Source passage.
I wholey agree that a lot of these are just fishing expeditions.
While it is probable that a website valuation is 10 months, it is possible that it is worth less and it is possible that it is worth more.
Heck, if you could seek out and well heeled buyer who would be a perfect fit for your content, they may not even care what your revenue figures are.
Sight unseen, yes, 10 months is a reasonable number. But nobody buys anything sight unseen, so the truth will be much more complex.
| 8:11 pm on Jul 5, 2005 (gmt 0)|
> Mexican Donkey Porn Hotel Vacation booking website
And to think, it truly was just a few short years ago when folks were suitably impressed if a hotel had chocolates placed on the pillows as part of the nightly turndown service. :)
| 8:20 pm on Jul 5, 2005 (gmt 0)|
This is my first post under an alias.

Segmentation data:
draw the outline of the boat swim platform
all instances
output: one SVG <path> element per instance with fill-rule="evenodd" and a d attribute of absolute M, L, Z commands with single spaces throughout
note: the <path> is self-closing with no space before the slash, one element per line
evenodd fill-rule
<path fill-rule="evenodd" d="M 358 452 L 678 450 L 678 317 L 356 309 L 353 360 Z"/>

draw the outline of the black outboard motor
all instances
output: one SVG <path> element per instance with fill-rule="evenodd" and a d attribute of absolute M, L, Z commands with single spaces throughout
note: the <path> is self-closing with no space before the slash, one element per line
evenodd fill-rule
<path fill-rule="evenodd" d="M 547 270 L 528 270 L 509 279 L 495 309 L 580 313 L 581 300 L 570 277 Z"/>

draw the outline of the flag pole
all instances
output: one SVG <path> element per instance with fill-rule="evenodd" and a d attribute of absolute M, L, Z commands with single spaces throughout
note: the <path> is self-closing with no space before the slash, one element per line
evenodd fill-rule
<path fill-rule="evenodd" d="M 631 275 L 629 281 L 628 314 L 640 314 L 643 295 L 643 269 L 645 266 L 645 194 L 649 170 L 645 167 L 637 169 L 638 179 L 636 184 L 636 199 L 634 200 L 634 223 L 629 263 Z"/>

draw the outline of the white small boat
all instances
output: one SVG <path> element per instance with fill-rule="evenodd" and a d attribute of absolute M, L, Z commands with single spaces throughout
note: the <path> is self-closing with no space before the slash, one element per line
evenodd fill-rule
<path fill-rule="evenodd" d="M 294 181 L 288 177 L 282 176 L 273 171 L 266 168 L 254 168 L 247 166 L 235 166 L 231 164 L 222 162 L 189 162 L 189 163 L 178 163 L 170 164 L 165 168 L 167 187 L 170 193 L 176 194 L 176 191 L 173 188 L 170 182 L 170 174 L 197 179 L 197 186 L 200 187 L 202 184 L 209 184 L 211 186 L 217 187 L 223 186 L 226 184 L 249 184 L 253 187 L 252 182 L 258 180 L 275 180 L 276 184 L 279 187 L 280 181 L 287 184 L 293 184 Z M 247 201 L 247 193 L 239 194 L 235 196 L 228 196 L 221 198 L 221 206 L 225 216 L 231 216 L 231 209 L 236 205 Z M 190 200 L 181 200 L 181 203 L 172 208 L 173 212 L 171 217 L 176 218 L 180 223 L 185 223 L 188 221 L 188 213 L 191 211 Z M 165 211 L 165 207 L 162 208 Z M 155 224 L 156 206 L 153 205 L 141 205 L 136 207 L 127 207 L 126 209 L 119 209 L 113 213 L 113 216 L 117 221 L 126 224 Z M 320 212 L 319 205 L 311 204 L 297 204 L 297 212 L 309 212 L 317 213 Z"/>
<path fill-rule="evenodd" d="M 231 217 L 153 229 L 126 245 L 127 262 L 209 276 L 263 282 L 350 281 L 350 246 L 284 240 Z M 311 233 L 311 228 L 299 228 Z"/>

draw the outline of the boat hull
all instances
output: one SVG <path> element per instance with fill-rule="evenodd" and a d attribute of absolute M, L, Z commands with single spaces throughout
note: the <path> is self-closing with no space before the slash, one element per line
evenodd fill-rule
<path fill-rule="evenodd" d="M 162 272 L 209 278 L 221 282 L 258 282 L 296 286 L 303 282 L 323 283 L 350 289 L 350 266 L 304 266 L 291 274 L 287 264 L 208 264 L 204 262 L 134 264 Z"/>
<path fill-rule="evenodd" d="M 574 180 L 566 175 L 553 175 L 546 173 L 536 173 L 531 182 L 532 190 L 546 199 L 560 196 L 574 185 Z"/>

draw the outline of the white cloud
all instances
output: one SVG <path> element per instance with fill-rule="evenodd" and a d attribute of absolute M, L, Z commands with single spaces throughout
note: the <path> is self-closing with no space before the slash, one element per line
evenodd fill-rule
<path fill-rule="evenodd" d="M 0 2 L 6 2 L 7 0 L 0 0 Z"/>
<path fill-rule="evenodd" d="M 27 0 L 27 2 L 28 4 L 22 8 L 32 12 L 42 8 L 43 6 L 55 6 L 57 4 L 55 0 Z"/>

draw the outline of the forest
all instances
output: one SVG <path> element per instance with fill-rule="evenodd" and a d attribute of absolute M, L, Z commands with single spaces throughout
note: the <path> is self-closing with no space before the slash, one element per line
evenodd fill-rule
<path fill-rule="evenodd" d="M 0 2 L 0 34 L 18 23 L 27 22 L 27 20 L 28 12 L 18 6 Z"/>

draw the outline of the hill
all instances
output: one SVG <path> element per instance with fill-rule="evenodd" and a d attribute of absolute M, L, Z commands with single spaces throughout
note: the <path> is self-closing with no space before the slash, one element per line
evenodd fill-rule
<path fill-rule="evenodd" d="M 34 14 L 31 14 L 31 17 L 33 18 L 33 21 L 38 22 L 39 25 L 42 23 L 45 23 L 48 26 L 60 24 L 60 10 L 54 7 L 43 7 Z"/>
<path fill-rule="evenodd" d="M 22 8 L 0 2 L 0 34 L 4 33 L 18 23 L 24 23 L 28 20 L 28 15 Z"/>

Objective.
Write out the full forum excerpt on website valuation shown above, word for word.

Written answer.
I wholey agree that a lot of these are just fishing expeditions.
While it is probable that a website valuation is 10 months, it is possible that it is worth less and it is possible that it is worth more.
Heck, if you could seek out and well heeled buyer who would be a perfect fit for your content, they may not even care what your revenue figures are.
Sight unseen, yes, 10 months is a reasonable number. But nobody buys anything sight unseen, so the truth will be much more complex.
| 8:11 pm on Jul 5, 2005 (gmt 0)|
> Mexican Donkey Porn Hotel Vacation booking website
And to think, it truly was just a few short years ago when folks were suitably impressed if a hotel had chocolates placed on the pillows as part of the nightly turndown service. :)
| 8:20 pm on Jul 5, 2005 (gmt 0)|
This is my first post under an alias.